* [Source document]:
However, Bishop Salvatore Cordileone of Oakland, Calif., during a public exchange, expressed his concern that the zero-tolerance policy and other efforts to rebuild public trust could lead to a misunderstanding of the nature of the priestly vocation.

The issue of zero tolerance, said Bishop Cordileone, gets to the heart of priestly identity. "The priesthood should not be seen as a job or a career. … It’s a vocation.” Zero-tolerance, he said, is “much more like removing the father of the family from the home.”

He said he “was not suggesting an alternative approach,” but asked “that we not compromise the identity of the priest.”

The National Review Board also focused on “boundary-violation reports that involve international priests.”

“Behavior that might be culturally appropriate in one place may not be appropriate in U.S. culture,” the report stated.

It recommended further study and the development of “programs instituted to help international priests learn U.S. cultural ways, because boundary violations mimic grooming behaviors.”

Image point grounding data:
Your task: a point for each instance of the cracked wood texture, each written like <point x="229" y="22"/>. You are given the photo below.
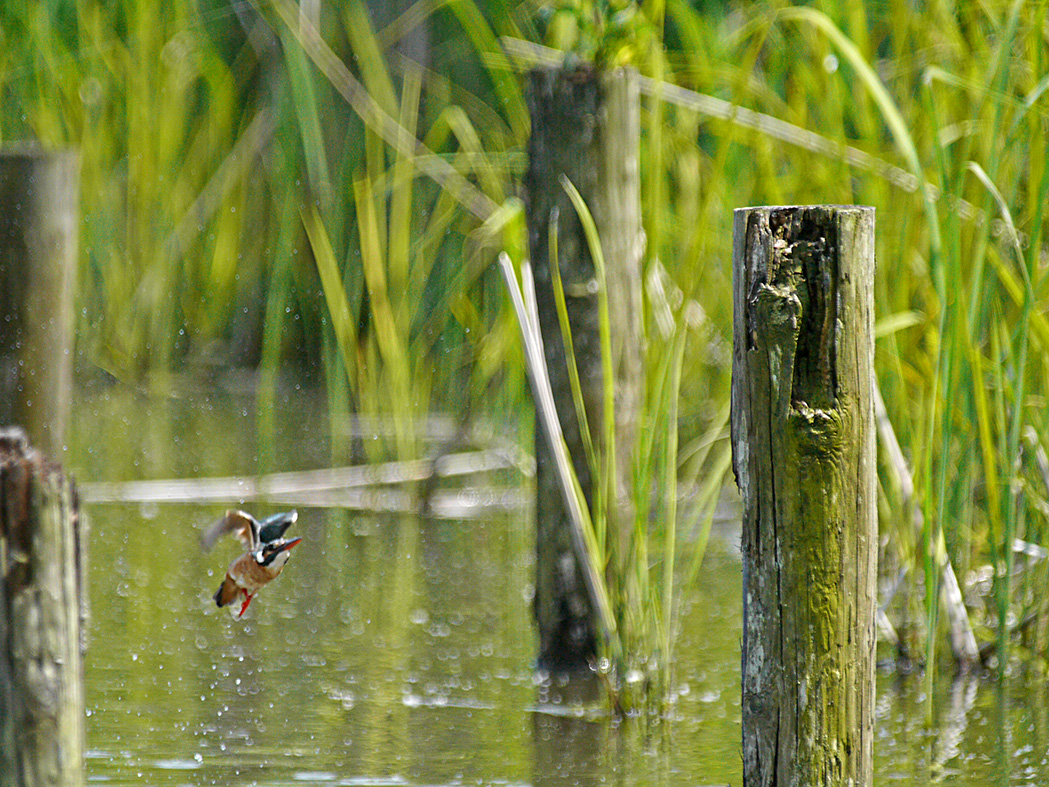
<point x="39" y="226"/>
<point x="585" y="125"/>
<point x="41" y="621"/>
<point x="804" y="455"/>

* [What you have to do]:
Continue the article on the zero-tolerance policy and the National Review Board report, starting right after its final sentence.

* [Output of the exercise]:
The board recommended that the conference review any boundary violations made against any cleric.

Notzon said that boundary violations, which involve non-sexual behavior like hugging or kissing a child on the head, are a “murky area.”

Experts say that such behavior can sometimes signal a would-be predator’s effort to “groom” a child. But Notzon agreed that “there is confusion about how to define it.”

While U.S.-born priests are now trained to address problematic situations and avoid any appearance of boundary violations, many foreign-born priests who serve in the country have not received that training.

Bishop Conlon noted during an interview that he knew of no programs that provided such training to priests who received seminary training abroad.

“The problem is that we don’t have any built-in mechanism for providing this kind of orientation in individual dioceses, and the USCCB doesn’t provide any such programs.”

“Seminaries and Catholic universities are the kinds of institutions that have the experience and resources to offer these kinds of programs, and the question should be asked about why they are not doing it.”

The report released today “found the incidence of abuse began to rise in the ’60s, peaked in the ’70s and declined sharply in the ’80s.” Even cases from the past which are reported now, they said, “continue to fall into this same pattern” and that “the hundreds of cases reported yearly continue to fall within the timeline of the established curve.”

“These results do not mean that the hurt of the abuse is in the past,” reads the report.

The report confirmed nationwide adherence to the charter’s guidelines over the past decade.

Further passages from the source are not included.